Journey to the Urge Within is the debut album by English saxophonist Courtney Pine. It was released on the Verve label in 1986.

Reception
Allmusic awarded the album with 4 stars and its review by Scott Yanow states: "This early Courtney Pine recording (the tenor saxophonist was 22 at the time) features some of the most promising black English jazz musicians of the time, including Pine (who also plays some bass clarinet and soprano), singer Cleveland Watkiss (who often is reminiscent of Bobby McFerrin), vibraphonist Orphy Robinson, and pianist Julian Joseph."

The album went on to reach #39 in the UK Albums Chart and earned a silver disc (over 250,000 copies sold), which was unprecedented at the time for a British jazz recording.

What is needed :: Reproduce word for word the part of the Courtney Pine album passage that opens with the words containing "Journey to the" and closes with "British jazz recording.".

Given data ::
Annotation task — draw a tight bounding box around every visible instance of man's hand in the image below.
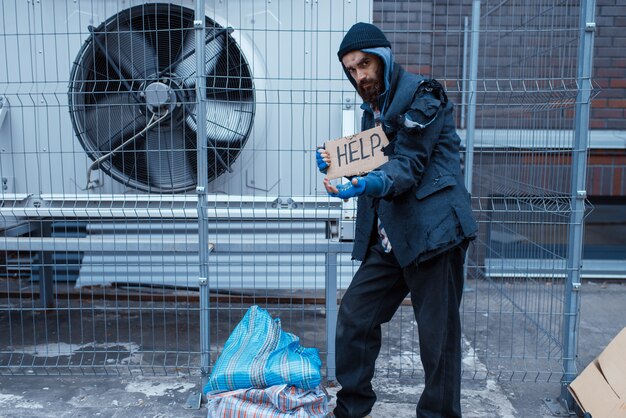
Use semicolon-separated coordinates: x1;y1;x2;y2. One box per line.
324;177;367;202
315;147;330;174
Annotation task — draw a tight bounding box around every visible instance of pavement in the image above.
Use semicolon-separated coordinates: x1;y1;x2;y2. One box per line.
0;281;626;418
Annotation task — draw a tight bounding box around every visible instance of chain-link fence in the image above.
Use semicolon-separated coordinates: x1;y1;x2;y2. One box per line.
0;0;594;396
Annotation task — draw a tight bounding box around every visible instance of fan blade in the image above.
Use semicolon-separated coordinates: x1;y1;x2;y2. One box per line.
146;128;196;190
83;92;146;153
97;25;158;80
174;29;227;88
186;100;254;148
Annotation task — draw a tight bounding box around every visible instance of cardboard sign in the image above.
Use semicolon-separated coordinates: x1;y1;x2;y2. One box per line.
324;126;389;180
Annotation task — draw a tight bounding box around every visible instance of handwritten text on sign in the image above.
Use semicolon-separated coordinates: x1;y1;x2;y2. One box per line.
324;126;389;180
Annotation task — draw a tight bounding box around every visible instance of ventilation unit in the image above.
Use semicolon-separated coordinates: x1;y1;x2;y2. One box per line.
69;3;255;192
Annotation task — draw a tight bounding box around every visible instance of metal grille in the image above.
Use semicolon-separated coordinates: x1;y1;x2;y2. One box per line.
0;0;593;390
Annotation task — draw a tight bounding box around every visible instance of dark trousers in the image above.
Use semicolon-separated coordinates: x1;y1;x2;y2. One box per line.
334;243;467;418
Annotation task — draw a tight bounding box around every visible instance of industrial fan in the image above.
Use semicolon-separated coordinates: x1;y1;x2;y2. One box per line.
69;3;255;193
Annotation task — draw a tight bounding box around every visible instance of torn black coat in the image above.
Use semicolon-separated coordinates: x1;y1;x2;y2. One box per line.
351;63;477;267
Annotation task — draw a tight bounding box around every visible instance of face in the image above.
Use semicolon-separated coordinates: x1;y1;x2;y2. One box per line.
341;51;385;103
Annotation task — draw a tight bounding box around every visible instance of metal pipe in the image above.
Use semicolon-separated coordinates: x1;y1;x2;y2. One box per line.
560;0;596;410
193;0;211;387
460;16;469;129
325;252;337;381
465;0;480;193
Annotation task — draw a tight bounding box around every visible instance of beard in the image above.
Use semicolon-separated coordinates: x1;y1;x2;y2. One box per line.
356;65;385;104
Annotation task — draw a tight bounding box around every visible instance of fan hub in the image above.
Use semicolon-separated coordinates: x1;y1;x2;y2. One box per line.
144;81;176;115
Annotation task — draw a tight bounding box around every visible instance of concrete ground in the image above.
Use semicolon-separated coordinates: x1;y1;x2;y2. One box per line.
0;282;626;418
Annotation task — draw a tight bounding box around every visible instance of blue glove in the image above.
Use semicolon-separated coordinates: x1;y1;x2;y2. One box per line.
315;148;328;174
328;172;385;200
328;177;367;200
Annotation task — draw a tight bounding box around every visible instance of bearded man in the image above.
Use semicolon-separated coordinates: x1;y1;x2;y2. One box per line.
316;23;477;418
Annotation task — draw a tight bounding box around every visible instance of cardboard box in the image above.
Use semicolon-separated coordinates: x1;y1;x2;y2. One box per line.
324;126;389;180
568;328;626;418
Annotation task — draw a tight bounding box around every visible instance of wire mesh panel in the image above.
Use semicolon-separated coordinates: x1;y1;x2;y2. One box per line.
0;0;581;388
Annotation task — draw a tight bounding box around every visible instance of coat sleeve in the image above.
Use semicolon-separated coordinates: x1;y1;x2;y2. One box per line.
372;80;448;199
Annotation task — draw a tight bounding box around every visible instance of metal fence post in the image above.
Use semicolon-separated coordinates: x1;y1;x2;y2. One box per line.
324;251;337;381
194;0;211;398
561;0;595;409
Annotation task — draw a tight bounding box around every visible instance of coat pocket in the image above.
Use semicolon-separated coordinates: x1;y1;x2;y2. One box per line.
415;175;456;200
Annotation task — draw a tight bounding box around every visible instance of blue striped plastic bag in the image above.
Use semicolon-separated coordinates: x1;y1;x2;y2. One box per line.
204;306;322;394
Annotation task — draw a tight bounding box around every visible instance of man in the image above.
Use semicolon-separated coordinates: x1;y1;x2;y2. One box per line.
317;23;477;418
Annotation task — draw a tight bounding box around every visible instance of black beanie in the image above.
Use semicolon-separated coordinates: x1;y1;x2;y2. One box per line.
337;22;391;61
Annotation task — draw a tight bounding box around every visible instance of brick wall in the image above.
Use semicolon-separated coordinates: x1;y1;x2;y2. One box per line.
373;0;626;130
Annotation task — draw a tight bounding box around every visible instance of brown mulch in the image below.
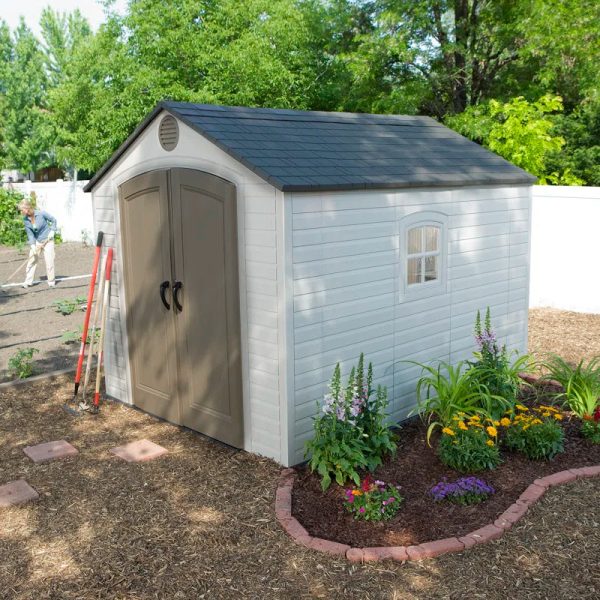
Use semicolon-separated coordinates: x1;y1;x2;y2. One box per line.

Result for this task ::
Journey to the Urge Within is the debut album by English saxophonist Courtney Pine. It was released on the Verve label in 1986.

Reception
Allmusic awarded the album with 4 stars and its review by Scott Yanow states: "This early Courtney Pine recording (the tenor saxophonist was 22 at the time) features some of the most promising black English jazz musicians of the time, including Pine (who also plays some bass clarinet and soprano), singer Cleveland Watkiss (who often is reminiscent of Bobby McFerrin), vibraphonist Orphy Robinson, and pianist Julian Joseph."

The album went on to reach #39 in the UK Albums Chart and earned a silver disc (over 250,000 copies sold), which was unprecedented at the time for a British jazz recording.